Arbeitsanweisung: Schreib das Material unten Wort für Wort ab, vom Anfang bis einschließlich der Zeile mit „[117,27,240,477]“.

Zeilen mit Box-Annotationsdaten
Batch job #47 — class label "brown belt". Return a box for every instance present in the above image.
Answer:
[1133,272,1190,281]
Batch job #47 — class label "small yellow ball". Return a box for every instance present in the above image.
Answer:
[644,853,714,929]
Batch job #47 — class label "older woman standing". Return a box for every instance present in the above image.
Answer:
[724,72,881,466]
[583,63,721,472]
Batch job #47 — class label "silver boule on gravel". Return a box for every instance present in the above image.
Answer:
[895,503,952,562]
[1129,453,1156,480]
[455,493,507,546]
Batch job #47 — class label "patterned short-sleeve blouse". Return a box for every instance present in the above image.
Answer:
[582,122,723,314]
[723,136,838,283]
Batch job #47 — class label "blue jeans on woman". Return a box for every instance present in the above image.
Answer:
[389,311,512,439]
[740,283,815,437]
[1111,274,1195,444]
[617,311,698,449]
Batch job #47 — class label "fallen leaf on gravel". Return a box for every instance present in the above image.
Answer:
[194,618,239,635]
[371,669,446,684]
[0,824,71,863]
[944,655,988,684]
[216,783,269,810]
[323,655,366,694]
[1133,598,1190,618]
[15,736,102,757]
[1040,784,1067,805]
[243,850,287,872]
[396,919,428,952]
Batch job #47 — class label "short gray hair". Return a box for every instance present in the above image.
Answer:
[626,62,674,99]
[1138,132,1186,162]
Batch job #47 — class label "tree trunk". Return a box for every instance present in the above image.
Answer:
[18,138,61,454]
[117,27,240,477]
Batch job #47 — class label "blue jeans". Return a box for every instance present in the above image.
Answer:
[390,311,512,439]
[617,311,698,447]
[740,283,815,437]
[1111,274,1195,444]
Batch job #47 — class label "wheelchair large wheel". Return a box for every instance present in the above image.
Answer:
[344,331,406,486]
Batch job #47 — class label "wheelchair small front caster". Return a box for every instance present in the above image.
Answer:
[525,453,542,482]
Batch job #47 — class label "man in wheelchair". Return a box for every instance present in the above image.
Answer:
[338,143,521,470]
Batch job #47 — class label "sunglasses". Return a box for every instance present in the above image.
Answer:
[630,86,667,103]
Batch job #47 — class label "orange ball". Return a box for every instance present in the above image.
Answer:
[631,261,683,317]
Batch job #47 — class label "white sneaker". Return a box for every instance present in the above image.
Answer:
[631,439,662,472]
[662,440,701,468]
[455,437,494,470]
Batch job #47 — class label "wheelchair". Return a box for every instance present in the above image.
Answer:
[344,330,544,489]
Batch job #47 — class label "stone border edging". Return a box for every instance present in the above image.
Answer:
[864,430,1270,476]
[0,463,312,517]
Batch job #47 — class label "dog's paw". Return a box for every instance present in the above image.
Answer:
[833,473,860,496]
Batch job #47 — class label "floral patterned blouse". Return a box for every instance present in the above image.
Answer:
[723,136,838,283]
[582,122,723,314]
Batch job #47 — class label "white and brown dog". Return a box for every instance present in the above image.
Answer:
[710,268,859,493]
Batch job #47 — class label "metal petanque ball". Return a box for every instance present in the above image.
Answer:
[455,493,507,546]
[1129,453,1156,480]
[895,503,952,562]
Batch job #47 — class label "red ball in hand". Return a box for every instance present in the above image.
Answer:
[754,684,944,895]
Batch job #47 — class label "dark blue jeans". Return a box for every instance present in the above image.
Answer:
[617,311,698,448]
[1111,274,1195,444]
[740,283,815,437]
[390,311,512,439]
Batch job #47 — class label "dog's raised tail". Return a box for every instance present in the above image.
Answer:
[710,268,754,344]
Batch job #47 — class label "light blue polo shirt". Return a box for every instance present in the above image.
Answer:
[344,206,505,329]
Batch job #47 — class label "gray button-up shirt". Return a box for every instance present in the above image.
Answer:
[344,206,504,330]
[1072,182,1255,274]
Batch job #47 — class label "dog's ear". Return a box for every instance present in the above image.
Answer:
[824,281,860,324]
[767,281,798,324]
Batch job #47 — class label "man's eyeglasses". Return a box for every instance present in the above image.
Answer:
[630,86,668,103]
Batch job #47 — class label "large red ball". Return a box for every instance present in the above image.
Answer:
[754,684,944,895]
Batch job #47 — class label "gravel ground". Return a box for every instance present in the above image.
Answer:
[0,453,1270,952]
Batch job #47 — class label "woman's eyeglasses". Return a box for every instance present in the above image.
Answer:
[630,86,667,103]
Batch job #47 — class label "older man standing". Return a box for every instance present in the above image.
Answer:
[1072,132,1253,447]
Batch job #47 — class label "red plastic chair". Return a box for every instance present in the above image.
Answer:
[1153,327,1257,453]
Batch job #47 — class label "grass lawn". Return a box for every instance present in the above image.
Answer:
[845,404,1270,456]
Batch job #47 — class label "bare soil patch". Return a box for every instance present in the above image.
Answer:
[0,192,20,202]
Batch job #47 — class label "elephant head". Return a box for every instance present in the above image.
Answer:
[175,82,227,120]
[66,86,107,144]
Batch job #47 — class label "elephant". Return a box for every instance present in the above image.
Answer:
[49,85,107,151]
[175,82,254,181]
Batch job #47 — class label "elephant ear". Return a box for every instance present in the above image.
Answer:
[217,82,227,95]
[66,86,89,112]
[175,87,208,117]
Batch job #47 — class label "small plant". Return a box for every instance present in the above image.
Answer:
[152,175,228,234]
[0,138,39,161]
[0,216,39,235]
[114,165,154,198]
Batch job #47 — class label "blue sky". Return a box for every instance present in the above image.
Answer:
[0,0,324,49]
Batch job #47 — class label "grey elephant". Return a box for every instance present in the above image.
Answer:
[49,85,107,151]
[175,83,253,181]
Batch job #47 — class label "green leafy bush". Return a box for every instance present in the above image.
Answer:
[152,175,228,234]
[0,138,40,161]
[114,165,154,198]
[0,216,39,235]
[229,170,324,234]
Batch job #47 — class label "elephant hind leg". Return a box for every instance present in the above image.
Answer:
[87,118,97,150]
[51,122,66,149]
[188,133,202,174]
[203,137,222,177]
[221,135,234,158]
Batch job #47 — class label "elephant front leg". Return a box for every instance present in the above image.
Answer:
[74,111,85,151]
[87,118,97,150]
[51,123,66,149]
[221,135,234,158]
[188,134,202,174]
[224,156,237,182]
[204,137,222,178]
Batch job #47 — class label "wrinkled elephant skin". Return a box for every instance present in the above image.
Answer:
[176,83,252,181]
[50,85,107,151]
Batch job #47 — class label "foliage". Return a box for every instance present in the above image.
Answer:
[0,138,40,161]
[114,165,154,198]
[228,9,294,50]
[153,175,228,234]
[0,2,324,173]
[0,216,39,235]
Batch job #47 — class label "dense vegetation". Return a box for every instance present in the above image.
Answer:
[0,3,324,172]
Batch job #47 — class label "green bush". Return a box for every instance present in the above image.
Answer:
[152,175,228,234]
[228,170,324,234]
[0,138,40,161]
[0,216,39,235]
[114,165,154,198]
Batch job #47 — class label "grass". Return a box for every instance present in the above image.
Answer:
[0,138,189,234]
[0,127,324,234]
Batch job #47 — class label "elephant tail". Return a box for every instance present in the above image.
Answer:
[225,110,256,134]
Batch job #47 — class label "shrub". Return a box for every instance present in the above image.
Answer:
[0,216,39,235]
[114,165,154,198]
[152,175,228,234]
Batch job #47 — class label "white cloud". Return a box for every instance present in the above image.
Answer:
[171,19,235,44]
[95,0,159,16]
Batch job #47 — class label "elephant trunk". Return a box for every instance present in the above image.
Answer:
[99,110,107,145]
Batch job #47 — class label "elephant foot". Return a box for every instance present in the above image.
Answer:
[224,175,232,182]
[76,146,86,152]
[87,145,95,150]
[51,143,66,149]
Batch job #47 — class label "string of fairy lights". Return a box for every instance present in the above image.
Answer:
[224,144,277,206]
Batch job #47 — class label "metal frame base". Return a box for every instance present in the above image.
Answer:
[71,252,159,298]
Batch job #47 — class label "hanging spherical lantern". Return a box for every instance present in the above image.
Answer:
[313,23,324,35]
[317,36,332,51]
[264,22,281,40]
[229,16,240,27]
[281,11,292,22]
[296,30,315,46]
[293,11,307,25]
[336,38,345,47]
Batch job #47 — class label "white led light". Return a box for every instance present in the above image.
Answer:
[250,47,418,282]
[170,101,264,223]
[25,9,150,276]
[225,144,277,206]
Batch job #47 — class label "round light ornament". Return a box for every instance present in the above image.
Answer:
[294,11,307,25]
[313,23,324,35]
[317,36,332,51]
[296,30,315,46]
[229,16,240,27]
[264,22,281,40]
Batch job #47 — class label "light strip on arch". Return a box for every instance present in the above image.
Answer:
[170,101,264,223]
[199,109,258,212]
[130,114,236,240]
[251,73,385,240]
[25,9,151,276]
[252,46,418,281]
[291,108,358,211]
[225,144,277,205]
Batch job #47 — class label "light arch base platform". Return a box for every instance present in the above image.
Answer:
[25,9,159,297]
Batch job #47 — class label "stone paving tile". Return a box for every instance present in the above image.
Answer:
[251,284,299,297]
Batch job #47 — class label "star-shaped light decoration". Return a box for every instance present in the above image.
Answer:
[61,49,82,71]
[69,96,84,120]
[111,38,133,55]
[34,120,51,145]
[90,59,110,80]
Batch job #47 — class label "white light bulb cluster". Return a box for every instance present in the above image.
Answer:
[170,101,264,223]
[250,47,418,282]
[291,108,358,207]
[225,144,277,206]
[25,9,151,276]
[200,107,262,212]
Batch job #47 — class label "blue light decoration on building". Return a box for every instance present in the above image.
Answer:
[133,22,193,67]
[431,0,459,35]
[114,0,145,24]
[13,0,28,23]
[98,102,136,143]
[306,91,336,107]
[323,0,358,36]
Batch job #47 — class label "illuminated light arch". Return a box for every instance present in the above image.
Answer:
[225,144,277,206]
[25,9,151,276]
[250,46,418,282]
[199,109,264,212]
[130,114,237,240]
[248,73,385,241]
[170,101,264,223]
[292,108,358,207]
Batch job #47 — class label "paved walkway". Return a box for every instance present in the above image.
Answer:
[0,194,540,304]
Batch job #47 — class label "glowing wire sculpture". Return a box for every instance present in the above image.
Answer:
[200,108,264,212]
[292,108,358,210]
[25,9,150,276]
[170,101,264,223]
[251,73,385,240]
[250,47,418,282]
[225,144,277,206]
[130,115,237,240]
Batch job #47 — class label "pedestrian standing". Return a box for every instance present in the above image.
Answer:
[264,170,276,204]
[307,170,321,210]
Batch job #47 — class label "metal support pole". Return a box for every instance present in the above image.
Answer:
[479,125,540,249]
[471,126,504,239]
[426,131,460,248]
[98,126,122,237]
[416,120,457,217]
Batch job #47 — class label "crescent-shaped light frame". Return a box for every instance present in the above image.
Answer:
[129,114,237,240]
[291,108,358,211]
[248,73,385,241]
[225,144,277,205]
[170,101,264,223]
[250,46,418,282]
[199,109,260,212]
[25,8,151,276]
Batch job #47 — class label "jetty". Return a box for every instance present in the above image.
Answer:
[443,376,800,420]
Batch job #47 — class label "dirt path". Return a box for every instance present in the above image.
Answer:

Endergebnis:
Batch job #47 — class label "brown belt". Return a box for every instance present in the above image.
Answer:
[1133,272,1190,281]
Batch job #47 — class label "small yellow ball". Return a box for every instance present in the above image.
Answer:
[644,853,714,929]
Batch job #47 — class label "older woman standing". Return a box for every instance present in the above image.
Answer:
[724,72,881,466]
[583,63,721,472]
Batch job #47 — class label "silver boule on gravel". Return a box for every instance present in the above image.
Answer:
[895,503,952,562]
[1129,453,1156,480]
[455,493,507,546]
Batch job #47 — class label "patterned short-sleeve blouse". Return a box for every instance present in the above image.
Answer:
[582,122,723,314]
[723,136,838,283]
Batch job #47 — class label "blue jeans on woman". Return a box for every instance present in the above image.
Answer:
[389,311,512,439]
[740,283,815,437]
[1111,274,1195,444]
[617,311,698,449]
Batch job #47 — class label "fallen leaf on gravel". Return a box for every instance present in the above image.
Answer:
[194,618,239,635]
[371,669,446,684]
[0,824,71,863]
[944,655,988,684]
[216,783,269,810]
[323,655,366,694]
[1133,598,1190,618]
[15,736,102,757]
[1040,784,1067,805]
[243,850,287,872]
[396,919,428,952]
Batch job #47 — class label "short gray hair". Return a box for every instance present in the above image.
Answer:
[626,62,674,99]
[1138,132,1186,162]
Batch job #47 — class label "tree trunk". Return a box for every instance present in the above image.
Answer:
[18,138,61,454]
[117,27,240,477]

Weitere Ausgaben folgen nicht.